Selected excerpt>
▼

In [2]:
import os
import pandas as pd
import numpy as np
import requests
import gzip
import json

**Generate human chromosome size data**


In [None]:
def fetch_chrom_sizes(genome, output_file):
    """Utility for downloading chromosome sizes from UCSC."""
    full_file_path = os.path.join(os.getcwd(), output_file)

    url = f"http://hgdownload.soe.ucsc.edu/goldenPath/{genome}/bigZips/{genome}.chrom.sizes"
    response = requests.get(url)

    if response.status_code == 200:
        with open(full_file_path, "w") as f:
            for line in response.text.splitlines():
                chrom, size = line.split()
                f.write(f"{chrom}\t{size}\n")
        print(f"Chromosome sizes saved to {full_file_path}")
    else:
        print(f"Failed to fetch chromosome sizes for {genome}")


output_file = "chromosome_sizes.txt"
fetch_chrom_sizes("hg38", output_file)

Chromosome sizes saved to /Users/siyuanzhao/Documents/GitHub/CS522_Project/Scripts/chromosome_sizes.txt


**Generate folding input files**


In [6]:
import os
import pandas as pd

def make_dir(d):
    """Utility for making a directory if not existing."""
    if not os.path.exists(d):
        os.makedirs(d)

def get_spe_inter(hic_data, alpha=0.05):
    """Filter Hi-C data for significant interactions based on the alpha threshold."""

▲

Source data>
▼

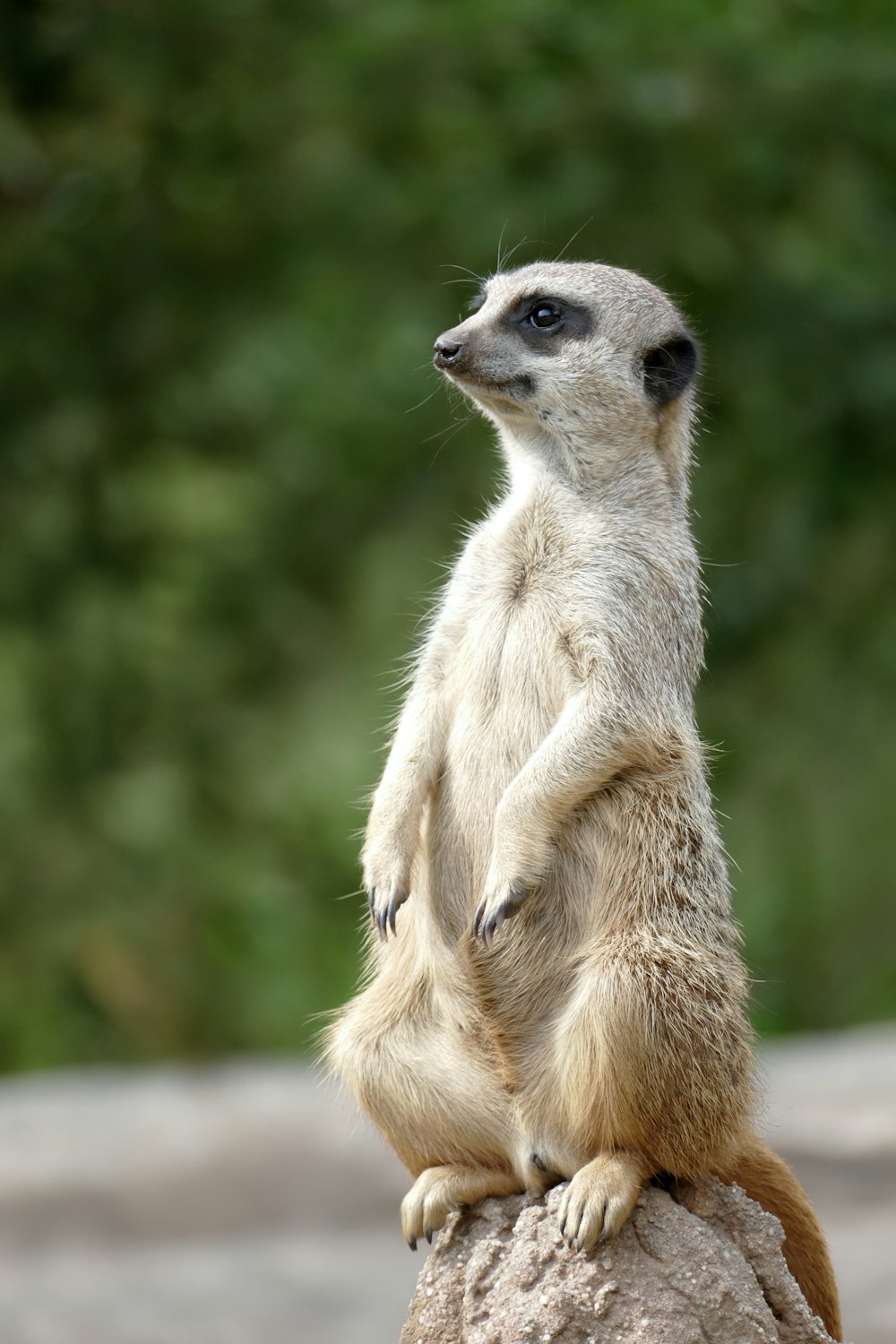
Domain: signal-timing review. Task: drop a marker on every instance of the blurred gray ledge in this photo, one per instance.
(249, 1202)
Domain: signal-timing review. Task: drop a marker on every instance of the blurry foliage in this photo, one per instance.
(225, 494)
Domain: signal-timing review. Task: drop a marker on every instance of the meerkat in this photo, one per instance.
(556, 991)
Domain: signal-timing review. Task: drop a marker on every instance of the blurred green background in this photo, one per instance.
(225, 495)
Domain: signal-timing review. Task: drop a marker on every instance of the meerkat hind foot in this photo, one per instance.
(441, 1190)
(599, 1198)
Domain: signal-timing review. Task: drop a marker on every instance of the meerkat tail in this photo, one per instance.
(767, 1179)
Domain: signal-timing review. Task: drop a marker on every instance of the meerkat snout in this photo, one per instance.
(447, 352)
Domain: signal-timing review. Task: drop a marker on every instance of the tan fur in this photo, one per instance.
(547, 771)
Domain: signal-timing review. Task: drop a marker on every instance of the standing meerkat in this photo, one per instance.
(556, 991)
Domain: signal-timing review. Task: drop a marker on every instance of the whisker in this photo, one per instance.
(564, 249)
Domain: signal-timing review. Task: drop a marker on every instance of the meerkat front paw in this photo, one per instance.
(501, 902)
(387, 884)
(599, 1198)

▲

What you need to do>
Answer these questions about the notebook excerpt.
1. Which genome is passed to fetch_chrom_sizes when the function is called?
2. What file name is assigned to output_file?
3. What is the default value of alpha in get_spe_inter?

Answer space>
1. hg38
2. chromosome_sizes.txt
3. 0.05